- TASK -
Starting from the line that contains "green table, farthest", reproduce each line exactly through the end of the material, and include no other lines.

########################################

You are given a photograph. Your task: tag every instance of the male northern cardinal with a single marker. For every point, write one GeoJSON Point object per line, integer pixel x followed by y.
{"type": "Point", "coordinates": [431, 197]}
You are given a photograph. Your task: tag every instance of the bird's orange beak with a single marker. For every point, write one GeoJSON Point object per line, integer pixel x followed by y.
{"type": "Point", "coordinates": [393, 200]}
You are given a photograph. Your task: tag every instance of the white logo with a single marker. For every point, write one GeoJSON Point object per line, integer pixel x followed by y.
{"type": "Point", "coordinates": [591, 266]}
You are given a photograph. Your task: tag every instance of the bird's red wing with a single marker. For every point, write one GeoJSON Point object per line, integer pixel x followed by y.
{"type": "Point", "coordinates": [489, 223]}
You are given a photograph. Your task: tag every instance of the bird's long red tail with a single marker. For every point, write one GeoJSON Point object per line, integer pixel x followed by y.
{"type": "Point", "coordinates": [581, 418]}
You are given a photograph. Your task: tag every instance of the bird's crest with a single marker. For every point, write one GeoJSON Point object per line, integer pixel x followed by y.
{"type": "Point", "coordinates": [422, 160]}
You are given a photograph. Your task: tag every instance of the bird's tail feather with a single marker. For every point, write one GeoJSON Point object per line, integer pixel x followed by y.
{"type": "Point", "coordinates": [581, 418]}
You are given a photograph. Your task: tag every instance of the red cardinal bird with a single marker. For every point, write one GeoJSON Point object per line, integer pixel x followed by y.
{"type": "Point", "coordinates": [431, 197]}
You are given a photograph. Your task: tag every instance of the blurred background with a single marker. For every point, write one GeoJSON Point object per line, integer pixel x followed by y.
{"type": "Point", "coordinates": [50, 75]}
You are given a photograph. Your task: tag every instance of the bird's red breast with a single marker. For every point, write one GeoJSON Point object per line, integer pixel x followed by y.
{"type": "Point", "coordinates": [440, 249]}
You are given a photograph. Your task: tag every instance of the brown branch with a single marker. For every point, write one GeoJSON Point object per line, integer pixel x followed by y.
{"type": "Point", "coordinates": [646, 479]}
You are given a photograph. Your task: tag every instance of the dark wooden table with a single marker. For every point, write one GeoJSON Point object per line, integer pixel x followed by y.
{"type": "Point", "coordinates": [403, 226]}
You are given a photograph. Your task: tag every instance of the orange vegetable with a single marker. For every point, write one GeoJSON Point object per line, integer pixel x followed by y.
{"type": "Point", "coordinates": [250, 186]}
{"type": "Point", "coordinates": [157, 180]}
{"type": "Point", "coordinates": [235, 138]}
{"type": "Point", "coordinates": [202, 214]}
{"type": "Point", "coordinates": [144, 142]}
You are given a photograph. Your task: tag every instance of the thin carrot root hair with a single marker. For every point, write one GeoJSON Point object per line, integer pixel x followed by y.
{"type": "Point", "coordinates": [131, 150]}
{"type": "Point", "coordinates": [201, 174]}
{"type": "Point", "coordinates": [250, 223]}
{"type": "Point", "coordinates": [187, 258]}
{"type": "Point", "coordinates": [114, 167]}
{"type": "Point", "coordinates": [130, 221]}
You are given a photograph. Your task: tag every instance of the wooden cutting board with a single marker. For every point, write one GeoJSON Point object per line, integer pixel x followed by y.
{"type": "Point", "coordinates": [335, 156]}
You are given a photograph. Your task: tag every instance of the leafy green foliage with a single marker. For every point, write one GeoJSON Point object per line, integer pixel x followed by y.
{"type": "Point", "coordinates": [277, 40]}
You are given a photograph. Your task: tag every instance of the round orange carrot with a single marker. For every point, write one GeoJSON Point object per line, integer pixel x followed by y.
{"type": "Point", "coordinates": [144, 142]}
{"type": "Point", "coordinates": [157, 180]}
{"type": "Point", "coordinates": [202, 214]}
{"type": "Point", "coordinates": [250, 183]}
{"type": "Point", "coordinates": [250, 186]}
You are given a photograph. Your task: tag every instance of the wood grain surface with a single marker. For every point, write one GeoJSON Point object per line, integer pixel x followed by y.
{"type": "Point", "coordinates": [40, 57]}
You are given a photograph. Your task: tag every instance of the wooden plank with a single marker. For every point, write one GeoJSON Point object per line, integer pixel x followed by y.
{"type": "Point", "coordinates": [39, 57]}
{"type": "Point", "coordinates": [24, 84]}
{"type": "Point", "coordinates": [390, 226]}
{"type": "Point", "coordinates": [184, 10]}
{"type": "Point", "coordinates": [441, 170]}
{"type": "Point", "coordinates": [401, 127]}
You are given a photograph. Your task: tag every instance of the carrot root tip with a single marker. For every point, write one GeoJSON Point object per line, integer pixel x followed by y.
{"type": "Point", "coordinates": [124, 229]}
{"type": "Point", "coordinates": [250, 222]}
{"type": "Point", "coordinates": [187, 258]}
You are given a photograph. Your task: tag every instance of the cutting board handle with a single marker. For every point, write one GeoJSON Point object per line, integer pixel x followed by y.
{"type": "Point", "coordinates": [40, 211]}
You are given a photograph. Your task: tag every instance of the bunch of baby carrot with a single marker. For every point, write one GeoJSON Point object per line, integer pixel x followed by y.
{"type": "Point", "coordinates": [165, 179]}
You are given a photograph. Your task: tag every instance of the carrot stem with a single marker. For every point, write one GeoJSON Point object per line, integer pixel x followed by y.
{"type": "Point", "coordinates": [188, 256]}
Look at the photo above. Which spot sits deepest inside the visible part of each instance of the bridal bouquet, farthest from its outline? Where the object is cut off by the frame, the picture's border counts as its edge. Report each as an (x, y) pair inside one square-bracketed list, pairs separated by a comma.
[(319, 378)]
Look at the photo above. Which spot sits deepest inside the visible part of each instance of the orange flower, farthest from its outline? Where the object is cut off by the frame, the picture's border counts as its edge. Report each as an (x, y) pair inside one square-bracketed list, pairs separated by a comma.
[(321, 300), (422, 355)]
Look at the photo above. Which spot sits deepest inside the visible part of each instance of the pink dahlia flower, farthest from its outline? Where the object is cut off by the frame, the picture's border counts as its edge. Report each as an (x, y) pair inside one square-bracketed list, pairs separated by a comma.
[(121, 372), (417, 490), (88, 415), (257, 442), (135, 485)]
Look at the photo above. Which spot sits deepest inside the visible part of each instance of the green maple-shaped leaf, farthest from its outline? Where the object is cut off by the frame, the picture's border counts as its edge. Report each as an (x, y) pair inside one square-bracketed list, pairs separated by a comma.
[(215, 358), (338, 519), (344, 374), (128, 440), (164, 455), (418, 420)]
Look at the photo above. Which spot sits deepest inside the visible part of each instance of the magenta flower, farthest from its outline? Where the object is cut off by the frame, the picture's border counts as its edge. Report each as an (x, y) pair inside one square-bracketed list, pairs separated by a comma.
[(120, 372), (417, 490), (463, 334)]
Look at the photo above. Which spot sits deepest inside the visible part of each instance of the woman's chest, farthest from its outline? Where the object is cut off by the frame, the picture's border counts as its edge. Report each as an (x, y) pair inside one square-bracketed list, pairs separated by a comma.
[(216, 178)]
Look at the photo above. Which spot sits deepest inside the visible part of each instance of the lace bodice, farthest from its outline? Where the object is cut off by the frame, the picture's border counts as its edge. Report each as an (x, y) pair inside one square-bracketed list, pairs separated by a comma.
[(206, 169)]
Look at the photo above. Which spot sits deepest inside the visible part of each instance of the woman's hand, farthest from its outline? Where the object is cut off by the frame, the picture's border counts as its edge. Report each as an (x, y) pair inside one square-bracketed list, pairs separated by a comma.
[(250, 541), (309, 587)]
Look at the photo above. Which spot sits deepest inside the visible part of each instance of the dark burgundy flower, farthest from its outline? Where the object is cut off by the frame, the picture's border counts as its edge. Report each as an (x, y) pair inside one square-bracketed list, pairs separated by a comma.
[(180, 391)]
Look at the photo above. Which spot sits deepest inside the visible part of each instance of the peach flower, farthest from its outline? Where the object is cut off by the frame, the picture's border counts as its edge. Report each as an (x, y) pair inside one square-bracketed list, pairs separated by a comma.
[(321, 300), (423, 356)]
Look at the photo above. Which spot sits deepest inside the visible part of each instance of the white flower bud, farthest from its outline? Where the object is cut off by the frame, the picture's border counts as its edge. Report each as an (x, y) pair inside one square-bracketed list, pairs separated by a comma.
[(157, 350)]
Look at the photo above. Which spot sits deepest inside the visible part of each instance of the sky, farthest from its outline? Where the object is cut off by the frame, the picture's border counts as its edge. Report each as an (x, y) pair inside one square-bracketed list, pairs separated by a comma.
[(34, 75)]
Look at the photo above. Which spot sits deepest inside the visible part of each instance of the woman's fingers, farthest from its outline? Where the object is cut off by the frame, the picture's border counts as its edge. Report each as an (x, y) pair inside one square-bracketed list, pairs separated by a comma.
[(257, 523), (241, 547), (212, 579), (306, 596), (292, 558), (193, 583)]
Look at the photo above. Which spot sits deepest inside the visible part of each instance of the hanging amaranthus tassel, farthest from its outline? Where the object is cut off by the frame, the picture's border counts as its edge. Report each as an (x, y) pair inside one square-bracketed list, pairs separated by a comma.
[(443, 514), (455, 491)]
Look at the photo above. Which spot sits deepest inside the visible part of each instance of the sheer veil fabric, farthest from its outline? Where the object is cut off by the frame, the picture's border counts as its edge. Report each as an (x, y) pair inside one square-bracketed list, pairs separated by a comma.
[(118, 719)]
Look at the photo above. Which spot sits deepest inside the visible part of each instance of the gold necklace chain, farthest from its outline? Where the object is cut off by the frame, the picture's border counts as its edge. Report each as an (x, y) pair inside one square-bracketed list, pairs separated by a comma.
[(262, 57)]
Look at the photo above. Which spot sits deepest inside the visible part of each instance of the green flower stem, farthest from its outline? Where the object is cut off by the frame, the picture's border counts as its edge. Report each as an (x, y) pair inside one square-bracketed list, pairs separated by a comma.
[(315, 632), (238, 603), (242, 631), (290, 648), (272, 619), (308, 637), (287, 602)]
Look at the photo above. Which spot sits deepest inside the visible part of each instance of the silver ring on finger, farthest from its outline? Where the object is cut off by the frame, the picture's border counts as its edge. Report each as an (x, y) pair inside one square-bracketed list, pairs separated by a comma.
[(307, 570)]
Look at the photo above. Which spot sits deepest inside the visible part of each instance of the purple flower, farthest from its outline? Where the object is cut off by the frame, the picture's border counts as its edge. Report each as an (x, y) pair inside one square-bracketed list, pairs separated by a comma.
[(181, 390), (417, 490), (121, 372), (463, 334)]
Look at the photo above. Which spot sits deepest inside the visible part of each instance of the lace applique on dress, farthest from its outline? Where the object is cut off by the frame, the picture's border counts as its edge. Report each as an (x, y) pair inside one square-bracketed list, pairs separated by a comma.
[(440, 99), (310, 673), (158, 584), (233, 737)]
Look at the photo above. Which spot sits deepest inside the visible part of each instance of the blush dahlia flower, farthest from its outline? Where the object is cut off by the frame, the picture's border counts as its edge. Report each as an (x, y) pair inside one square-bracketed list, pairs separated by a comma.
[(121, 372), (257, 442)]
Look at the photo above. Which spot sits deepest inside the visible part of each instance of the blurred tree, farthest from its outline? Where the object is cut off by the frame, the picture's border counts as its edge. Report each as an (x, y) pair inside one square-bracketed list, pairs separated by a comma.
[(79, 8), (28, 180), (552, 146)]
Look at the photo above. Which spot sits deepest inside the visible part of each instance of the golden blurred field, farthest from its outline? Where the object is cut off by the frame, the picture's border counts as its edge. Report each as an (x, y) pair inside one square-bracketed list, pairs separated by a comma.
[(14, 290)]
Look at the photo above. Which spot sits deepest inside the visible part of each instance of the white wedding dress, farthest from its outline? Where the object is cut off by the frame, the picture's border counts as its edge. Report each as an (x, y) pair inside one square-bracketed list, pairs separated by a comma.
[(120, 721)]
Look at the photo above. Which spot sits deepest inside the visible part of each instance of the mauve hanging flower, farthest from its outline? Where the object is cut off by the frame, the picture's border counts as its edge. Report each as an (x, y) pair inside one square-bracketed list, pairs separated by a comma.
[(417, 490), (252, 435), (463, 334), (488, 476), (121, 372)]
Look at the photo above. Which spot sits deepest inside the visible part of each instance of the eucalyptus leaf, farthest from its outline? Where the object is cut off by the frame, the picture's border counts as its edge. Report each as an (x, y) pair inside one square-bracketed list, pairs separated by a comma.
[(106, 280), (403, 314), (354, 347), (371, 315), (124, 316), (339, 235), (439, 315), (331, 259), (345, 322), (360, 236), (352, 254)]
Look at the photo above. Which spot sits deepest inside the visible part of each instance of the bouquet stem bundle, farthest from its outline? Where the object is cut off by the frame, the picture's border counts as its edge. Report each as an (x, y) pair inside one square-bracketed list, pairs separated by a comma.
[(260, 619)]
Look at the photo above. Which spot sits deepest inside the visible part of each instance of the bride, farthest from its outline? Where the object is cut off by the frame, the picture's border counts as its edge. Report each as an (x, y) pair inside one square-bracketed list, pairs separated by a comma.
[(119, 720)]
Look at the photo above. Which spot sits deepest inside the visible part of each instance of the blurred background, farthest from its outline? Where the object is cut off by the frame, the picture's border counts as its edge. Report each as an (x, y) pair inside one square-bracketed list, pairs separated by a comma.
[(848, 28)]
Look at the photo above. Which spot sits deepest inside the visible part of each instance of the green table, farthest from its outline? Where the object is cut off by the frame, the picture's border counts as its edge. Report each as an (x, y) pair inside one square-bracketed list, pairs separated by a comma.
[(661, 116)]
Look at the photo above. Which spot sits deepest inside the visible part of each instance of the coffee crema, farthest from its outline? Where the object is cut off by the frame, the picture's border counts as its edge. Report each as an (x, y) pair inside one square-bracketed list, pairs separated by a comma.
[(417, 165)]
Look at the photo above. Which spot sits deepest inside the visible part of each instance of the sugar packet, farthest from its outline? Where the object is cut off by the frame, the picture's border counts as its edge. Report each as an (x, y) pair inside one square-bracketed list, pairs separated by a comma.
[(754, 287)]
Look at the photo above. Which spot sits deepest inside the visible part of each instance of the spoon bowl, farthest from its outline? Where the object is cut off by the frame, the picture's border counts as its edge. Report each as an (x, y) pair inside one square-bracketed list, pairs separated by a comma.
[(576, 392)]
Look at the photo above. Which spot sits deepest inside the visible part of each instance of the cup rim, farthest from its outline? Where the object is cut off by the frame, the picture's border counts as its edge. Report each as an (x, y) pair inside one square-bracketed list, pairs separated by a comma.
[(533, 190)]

########################################

- REPLY TO THE TASK -
Look at the photo above. Which spot sits deepest inside the visible part of each instance of the green table, farthest from its outline? Where the object is cut off by the frame, the picture's border counts as its edge. Report each as an (x, y) pair inside one square-bracketed list, pairs separated by a comma.
[(661, 116)]
Look at the photo above. Which spot sits deepest inside the visible part of each instance of the coffee crema, farthest from its outline? Where the object is cut off by the frame, the picture's border counts as its edge. Report each as an (x, y) pair inside one square-bracketed list, pairs separated by a comma.
[(417, 165)]
Look at the photo above. Which spot sits deepest inside the visible part of each instance of the sugar packet, farthest from its outline? Where the object is cut off by the frame, the picture's border counts as its edge. Report each as an (x, y) pair inside one square-bracketed list, pairs separated by a comma.
[(754, 287)]
Look at the photo above. Which spot sits deepest inside the visible part of each instance of the spoon bowl, farthest from its outline? Where the object is cut off by the frame, the picture's border counts as its edge. Report each as an (x, y) pair inside one square-bracketed list, pairs separated by a comma.
[(576, 392)]
Look at the photo above. Which spot sits deepest inside the visible part of each instance of the cup rim, farthest from its outline? Where the object is cut off by the frame, the picture's border counts as its edge. Report each as an (x, y) pair inside one square-bracketed list, pairs separated by a comma.
[(533, 190)]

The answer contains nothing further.